[[ DATA EXCERPTS open ]]

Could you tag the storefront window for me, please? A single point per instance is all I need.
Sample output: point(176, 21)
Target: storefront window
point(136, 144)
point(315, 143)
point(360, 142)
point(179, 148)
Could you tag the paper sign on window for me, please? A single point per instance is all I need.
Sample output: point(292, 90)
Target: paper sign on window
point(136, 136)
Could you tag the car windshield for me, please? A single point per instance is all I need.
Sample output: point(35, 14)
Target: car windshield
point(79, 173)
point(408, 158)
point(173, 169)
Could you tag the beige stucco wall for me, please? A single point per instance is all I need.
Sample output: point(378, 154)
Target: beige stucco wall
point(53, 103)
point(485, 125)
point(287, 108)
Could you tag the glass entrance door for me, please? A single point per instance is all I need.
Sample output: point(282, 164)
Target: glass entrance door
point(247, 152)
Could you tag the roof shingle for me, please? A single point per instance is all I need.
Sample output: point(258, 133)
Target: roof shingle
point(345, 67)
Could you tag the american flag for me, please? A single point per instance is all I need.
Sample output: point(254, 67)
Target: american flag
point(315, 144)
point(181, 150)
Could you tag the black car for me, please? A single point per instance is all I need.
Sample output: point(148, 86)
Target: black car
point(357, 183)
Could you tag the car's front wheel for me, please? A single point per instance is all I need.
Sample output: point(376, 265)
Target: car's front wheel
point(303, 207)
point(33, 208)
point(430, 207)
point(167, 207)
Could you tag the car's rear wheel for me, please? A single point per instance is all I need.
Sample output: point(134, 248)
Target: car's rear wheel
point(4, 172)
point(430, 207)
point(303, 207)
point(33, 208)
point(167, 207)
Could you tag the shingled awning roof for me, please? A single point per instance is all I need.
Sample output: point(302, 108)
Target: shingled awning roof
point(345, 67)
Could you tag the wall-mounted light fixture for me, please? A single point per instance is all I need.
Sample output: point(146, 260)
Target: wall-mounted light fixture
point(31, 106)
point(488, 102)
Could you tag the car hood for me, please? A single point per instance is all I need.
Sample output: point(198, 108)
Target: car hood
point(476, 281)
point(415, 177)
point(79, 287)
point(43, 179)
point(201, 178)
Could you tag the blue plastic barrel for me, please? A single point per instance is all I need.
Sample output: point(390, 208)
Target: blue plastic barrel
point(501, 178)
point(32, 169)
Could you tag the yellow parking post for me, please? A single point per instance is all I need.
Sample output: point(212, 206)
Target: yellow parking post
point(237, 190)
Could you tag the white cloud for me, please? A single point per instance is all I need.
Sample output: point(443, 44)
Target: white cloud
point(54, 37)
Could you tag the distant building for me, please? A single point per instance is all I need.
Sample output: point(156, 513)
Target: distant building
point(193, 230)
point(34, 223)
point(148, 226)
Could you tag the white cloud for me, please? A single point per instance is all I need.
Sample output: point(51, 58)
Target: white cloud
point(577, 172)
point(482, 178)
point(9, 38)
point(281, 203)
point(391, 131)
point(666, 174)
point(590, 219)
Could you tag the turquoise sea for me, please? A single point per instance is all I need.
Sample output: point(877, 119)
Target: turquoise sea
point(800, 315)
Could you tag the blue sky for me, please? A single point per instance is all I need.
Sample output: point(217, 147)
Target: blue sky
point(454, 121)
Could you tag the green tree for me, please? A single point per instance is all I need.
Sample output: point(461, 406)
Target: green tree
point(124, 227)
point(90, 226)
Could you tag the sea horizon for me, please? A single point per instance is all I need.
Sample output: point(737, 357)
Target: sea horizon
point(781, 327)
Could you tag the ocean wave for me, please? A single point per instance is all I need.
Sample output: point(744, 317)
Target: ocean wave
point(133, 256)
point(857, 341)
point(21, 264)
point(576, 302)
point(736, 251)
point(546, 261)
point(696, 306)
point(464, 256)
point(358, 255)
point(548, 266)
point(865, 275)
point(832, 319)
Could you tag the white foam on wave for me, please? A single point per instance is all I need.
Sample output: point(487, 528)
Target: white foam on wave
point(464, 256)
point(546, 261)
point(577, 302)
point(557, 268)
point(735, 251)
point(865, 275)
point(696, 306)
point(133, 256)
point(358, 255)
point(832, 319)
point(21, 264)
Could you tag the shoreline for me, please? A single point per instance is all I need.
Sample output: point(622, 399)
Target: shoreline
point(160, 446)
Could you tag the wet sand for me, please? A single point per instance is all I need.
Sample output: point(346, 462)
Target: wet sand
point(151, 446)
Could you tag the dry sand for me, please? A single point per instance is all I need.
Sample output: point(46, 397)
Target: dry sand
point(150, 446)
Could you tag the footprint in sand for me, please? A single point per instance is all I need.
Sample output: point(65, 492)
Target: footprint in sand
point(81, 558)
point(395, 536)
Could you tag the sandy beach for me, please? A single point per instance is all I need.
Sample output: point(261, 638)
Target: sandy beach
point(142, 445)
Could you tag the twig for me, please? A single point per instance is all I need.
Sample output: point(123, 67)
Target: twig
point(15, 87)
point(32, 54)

[[ DATA EXCERPTS closed ]]

_PROBLEM:_ For this exercise, all the data must be repeated exactly.

_SOLVED PROBLEM:_
Could you tag the storefront window for me, please? A single point per instance is all I need.
Sample output: point(176, 21)
Target: storefront window
point(136, 144)
point(315, 143)
point(360, 142)
point(179, 148)
Could you tag the paper sign on window for me, please? A single point per instance is all I need.
Sample output: point(292, 90)
Target: paper sign on window
point(136, 136)
Could you tag the car windshield for me, please? A single point per instance is all I need.
Sample output: point(35, 14)
Target: car windshield
point(79, 173)
point(408, 158)
point(173, 169)
Could you tag the beige stucco wall for me, please? A single point per instance is all I need.
Sample output: point(378, 154)
Target: beige stucco wall
point(53, 103)
point(485, 125)
point(287, 108)
Could you tag the glass entrance door for me, please? A single point per instance is all I need.
Sample output: point(282, 164)
Target: glass entrance door
point(247, 152)
Could you tag the roof shingle for me, please? A single point per instance is all I need.
Sample output: point(258, 133)
Target: roof shingle
point(345, 67)
Could you tag the american flag for me, please? A single point per instance is all I need.
Sample output: point(254, 67)
Target: american flag
point(315, 144)
point(181, 150)
Could you tag the black car for me, please? A single point per instance is all I need.
Sample output: point(148, 86)
Target: black car
point(357, 183)
Could you tag the car's front wheel for me, please? A single point per instance is all I need.
Sample output: point(376, 265)
Target: car's front wheel
point(303, 207)
point(33, 208)
point(430, 207)
point(167, 207)
Could you tag the car's rear wheel for me, please? A single point per instance is all I need.
Sample output: point(134, 248)
Target: car's rear wheel
point(4, 172)
point(430, 207)
point(303, 207)
point(33, 208)
point(167, 207)
Could you tag the shingled awning roof for me, please? A single point per instance is all I need.
Sample output: point(302, 108)
Target: shingled awning roof
point(345, 67)
Could you tag the wall-mounted light fixture for me, please? A single point per instance is all I need.
Sample output: point(146, 260)
Target: wall-mounted light fixture
point(31, 106)
point(488, 102)
Could you tag the car hood for me, please? A single point per instance is all I need.
Sample output: point(198, 108)
Target: car hood
point(476, 281)
point(415, 177)
point(79, 287)
point(43, 179)
point(201, 178)
Could you tag the blue plastic barrel for me, please? A single point per instance is all I need.
Sample output: point(390, 208)
Target: blue plastic barrel
point(501, 178)
point(32, 169)
Could you tag the yellow parking post for me, please? A single point per instance is all I need.
Sample output: point(212, 206)
Target: yellow parking post
point(237, 190)
Could you tag the white cloud for me, please? A single point per instance is all I need.
Sample output: point(443, 44)
Target: white cloud
point(54, 37)
Could you tag the distant building for me, please? A single point per instance is all I need.
Sample output: point(156, 513)
Target: distant building
point(193, 230)
point(34, 223)
point(148, 226)
Could you tag the white cloud for me, please? A single point per instance is all I need.
Sample output: point(51, 58)
Target: white cloud
point(577, 172)
point(482, 178)
point(9, 38)
point(281, 203)
point(391, 131)
point(666, 174)
point(590, 219)
Could you tag the turquoise sea for me, please? A single point per instance is all I need.
Sample output: point(877, 119)
Target: turquoise sea
point(800, 315)
Could you tag the blue sky for me, please? A single point per instance is all I need.
Sample output: point(217, 147)
Target: blue sky
point(454, 121)
Could you tag the green tree for me, please? A single point per instance is all I need.
Sample output: point(461, 406)
Target: green tree
point(124, 227)
point(90, 226)
Could you tag the sea horizon for me, please? A single point per instance is all I need.
Sample output: point(737, 357)
Target: sea horizon
point(781, 327)
Could you tag the ocean wave for me, please? A single point per instance is all I need.
Sample output: point(744, 317)
Target: ocean wave
point(133, 256)
point(857, 341)
point(21, 264)
point(576, 302)
point(736, 251)
point(546, 261)
point(696, 306)
point(464, 256)
point(358, 255)
point(548, 266)
point(865, 275)
point(832, 319)
Could you tag the white foam on wave for me, please? A single point per instance is all I need.
Sample output: point(487, 528)
Target: white foam on wave
point(464, 256)
point(546, 261)
point(577, 302)
point(557, 268)
point(735, 251)
point(865, 275)
point(696, 306)
point(133, 256)
point(358, 255)
point(832, 319)
point(21, 264)
Could you tag the shoreline for me, please? A single point per instance is all I need.
Sample output: point(622, 399)
Target: shoreline
point(160, 446)
Could you tag the wet sand for me, please? A single point per instance is all I need.
Sample output: point(346, 462)
Target: wet sand
point(151, 446)
Could you tag the dry sand for me, please? A single point per instance is all I need.
Sample output: point(46, 397)
Target: dry sand
point(150, 446)
Could you tag the footprint in sand for me, please? A single point per instance is all I need.
Sample output: point(65, 492)
Target: footprint in sand
point(81, 558)
point(395, 536)
Could you tag the sandy beach for me, please? A single point per instance is all I need.
Sample output: point(261, 638)
Target: sandy beach
point(142, 445)
Could you tag the twig for me, please? A single point per instance is all I need.
Sample output: point(123, 67)
Target: twig
point(15, 87)
point(32, 54)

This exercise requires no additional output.